Return every one of the entries below verbatim, line for line.

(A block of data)
———
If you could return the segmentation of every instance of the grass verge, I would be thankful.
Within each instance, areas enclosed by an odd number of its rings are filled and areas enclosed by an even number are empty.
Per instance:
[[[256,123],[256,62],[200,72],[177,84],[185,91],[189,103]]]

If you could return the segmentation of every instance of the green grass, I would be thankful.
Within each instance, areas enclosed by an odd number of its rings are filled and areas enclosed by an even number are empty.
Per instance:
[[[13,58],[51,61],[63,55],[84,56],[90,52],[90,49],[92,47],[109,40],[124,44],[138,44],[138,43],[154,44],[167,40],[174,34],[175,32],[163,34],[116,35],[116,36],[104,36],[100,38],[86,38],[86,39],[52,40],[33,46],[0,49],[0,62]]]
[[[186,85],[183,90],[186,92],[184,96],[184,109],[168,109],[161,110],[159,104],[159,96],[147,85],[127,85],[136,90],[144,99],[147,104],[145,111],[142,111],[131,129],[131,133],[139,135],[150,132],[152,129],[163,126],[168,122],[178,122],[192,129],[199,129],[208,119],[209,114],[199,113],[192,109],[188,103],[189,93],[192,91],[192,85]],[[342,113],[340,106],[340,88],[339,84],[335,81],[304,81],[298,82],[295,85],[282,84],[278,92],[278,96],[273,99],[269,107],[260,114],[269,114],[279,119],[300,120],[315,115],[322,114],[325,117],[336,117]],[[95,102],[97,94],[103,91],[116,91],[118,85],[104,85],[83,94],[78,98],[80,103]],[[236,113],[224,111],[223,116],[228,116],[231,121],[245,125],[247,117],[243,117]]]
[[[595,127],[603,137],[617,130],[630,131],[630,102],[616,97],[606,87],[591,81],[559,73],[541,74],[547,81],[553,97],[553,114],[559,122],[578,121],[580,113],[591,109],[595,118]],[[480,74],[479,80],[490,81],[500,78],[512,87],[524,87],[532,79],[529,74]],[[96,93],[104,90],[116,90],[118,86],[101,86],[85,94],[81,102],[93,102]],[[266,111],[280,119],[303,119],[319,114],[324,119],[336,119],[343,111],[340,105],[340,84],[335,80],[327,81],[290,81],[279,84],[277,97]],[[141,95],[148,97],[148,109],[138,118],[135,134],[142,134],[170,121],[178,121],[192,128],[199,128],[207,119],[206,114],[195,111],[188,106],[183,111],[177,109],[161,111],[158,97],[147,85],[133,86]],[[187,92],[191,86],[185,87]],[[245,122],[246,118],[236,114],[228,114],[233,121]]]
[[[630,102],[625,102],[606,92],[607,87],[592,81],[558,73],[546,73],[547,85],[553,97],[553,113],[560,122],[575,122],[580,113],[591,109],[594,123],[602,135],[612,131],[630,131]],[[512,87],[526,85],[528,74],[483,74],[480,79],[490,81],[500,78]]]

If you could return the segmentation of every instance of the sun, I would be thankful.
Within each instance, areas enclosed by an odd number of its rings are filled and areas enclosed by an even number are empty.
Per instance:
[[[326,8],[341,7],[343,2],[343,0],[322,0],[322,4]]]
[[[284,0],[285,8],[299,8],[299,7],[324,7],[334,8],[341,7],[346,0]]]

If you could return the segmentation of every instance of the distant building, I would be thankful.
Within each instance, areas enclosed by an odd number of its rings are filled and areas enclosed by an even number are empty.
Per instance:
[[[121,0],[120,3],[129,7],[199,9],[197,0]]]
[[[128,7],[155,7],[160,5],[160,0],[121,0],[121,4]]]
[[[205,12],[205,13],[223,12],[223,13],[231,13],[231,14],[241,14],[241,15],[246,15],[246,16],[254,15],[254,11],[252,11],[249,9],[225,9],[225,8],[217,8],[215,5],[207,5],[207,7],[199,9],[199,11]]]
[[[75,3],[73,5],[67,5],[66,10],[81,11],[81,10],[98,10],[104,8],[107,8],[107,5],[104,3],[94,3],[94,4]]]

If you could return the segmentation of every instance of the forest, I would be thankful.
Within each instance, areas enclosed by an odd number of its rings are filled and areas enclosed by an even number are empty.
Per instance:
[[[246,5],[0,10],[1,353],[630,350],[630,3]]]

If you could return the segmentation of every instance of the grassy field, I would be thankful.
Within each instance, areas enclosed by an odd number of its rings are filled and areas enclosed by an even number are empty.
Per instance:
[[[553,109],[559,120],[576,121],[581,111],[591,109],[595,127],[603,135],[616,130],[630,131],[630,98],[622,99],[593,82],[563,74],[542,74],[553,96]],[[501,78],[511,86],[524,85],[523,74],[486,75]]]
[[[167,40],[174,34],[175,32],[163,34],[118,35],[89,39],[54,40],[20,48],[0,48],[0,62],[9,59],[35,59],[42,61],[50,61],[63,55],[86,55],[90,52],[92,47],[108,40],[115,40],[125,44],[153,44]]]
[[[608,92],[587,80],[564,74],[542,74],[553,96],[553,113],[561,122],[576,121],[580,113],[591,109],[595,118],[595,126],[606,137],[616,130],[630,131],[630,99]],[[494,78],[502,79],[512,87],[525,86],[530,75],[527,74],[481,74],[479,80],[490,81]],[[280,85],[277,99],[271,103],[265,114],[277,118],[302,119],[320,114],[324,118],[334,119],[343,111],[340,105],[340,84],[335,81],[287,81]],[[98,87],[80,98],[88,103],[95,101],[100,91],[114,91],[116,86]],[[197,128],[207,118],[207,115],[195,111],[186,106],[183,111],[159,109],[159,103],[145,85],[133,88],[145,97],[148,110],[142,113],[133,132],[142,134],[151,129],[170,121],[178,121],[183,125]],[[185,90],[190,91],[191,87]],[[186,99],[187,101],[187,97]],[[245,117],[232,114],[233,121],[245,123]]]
———
» Written response
If you could return the segmentation of every instance of the grass verge, I would be thankful.
Within each instance, areas enclosed by an odd number of its rings are filled and areas enclosed by an even number are empty.
Per instance:
[[[256,123],[256,62],[200,72],[177,84],[185,91],[189,103]]]

If you could return the segmentation of every instance of the green grass, I would be thankful.
Within each instance, areas enclosed by an odd number of its rings are filled and areas enclosed by an even number are empty.
Per instance:
[[[13,58],[51,61],[63,55],[84,56],[90,52],[90,49],[92,47],[109,40],[124,44],[138,44],[138,43],[154,44],[167,40],[174,34],[175,32],[163,34],[116,35],[116,36],[104,36],[100,38],[86,38],[86,39],[52,40],[33,46],[0,49],[0,62]]]
[[[186,85],[183,90],[186,92],[184,96],[184,109],[168,109],[161,110],[159,104],[159,96],[147,85],[127,85],[136,90],[144,99],[147,104],[145,111],[142,111],[131,129],[131,133],[139,135],[150,132],[152,129],[163,126],[168,122],[178,122],[192,129],[199,129],[208,119],[209,114],[199,113],[192,109],[188,103],[189,93],[192,91],[192,85]],[[342,113],[340,106],[340,88],[339,84],[335,81],[304,81],[298,82],[295,85],[282,84],[278,92],[278,96],[273,99],[269,107],[260,114],[269,114],[279,119],[300,120],[315,115],[322,114],[325,117],[336,117]],[[95,102],[97,94],[103,91],[116,91],[118,85],[104,85],[83,94],[78,98],[80,103]],[[236,113],[224,111],[223,116],[228,116],[231,121],[245,125],[247,117],[243,117]]]
[[[595,127],[603,137],[617,130],[630,131],[630,102],[616,97],[606,87],[591,81],[559,73],[541,74],[547,81],[553,97],[553,114],[559,122],[578,121],[580,113],[591,109],[595,118]],[[480,74],[479,80],[490,81],[500,78],[512,87],[524,87],[532,79],[529,74]],[[96,93],[104,90],[116,90],[118,86],[101,86],[85,94],[81,102],[93,102]],[[266,111],[280,119],[303,119],[319,114],[324,119],[336,119],[343,111],[340,105],[340,84],[335,80],[327,81],[290,81],[279,84],[277,97]],[[141,95],[148,97],[148,109],[138,118],[135,134],[142,134],[170,121],[178,121],[192,128],[199,128],[207,119],[206,114],[195,111],[188,106],[183,111],[177,109],[161,111],[158,97],[147,85],[133,86]],[[187,92],[191,86],[185,87]],[[245,122],[246,118],[236,114],[228,114],[233,121]]]
[[[630,102],[625,102],[606,92],[607,87],[592,81],[558,73],[546,73],[547,85],[553,97],[553,113],[560,122],[575,122],[580,113],[591,109],[594,123],[602,135],[612,131],[630,131]],[[512,87],[526,85],[528,74],[483,74],[480,79],[490,81],[500,78]]]

If you could return the segmentation of every instance of the sun, I would be thankful.
Within each instance, areas enclosed by an odd number of its rings are filled and areas enclosed by an even number are empty.
Per instance:
[[[326,8],[341,7],[343,2],[343,0],[322,0],[322,4]]]
[[[284,0],[285,8],[299,8],[299,7],[324,7],[334,8],[341,7],[346,0]]]

If you could return the segmentation of every instance of the distant building, I would be thankful.
Within each instance, areas enclosed by an odd number of its rings are filled and areas enclosed by an even number are empty.
Per instance:
[[[121,0],[120,3],[129,7],[199,9],[197,0]]]
[[[128,7],[155,7],[160,5],[160,0],[121,0],[121,4]]]
[[[205,12],[205,13],[223,12],[223,13],[231,13],[231,14],[241,14],[241,15],[246,15],[246,16],[254,15],[254,11],[252,11],[249,9],[225,9],[225,8],[217,8],[215,5],[207,5],[207,7],[199,9],[199,11]]]
[[[75,3],[73,5],[67,5],[66,10],[81,11],[81,10],[98,10],[104,8],[107,8],[107,5],[104,3],[94,3],[94,4]]]

If you could return the segmentation of every instance of the forest, I would be thankful.
Within each instance, areas enclosed by an odd number of its rings are filled and areas enclosed by an even number are empty.
Per instance:
[[[246,5],[0,10],[1,353],[630,350],[630,3]]]

If you could return the segmentation of every instance of the grassy field, I would be thankful.
Within each instance, areas enclosed by an odd number of its rings are filled and areas enclosed by an even number are empty.
Per instance:
[[[553,109],[559,120],[576,121],[581,111],[591,109],[595,127],[603,135],[616,130],[630,131],[630,98],[622,99],[593,82],[563,74],[542,74],[553,96]],[[501,78],[511,86],[524,85],[523,74],[486,75]]]
[[[167,40],[174,34],[175,32],[163,34],[118,35],[89,39],[54,40],[20,48],[0,48],[0,62],[9,59],[35,59],[42,61],[50,61],[63,55],[86,55],[90,52],[92,47],[108,40],[115,40],[125,44],[153,44]]]
[[[608,92],[587,80],[564,74],[542,74],[553,96],[553,113],[561,122],[576,121],[580,113],[591,109],[595,118],[595,126],[606,137],[616,130],[630,131],[630,99]],[[494,78],[502,79],[512,87],[525,86],[530,75],[527,74],[481,74],[479,80],[490,81]],[[280,85],[277,99],[271,103],[265,114],[277,118],[302,119],[320,114],[324,118],[334,119],[343,111],[340,105],[340,84],[335,81],[287,81]],[[98,87],[80,98],[88,103],[95,101],[100,91],[114,91],[116,86]],[[197,128],[207,118],[207,115],[195,111],[186,106],[183,111],[159,109],[159,103],[145,85],[133,88],[145,97],[148,110],[142,113],[133,132],[142,134],[151,129],[170,121],[178,121],[183,125]],[[185,90],[190,91],[191,87]],[[186,99],[187,101],[187,97]],[[245,117],[232,114],[233,121],[245,123]]]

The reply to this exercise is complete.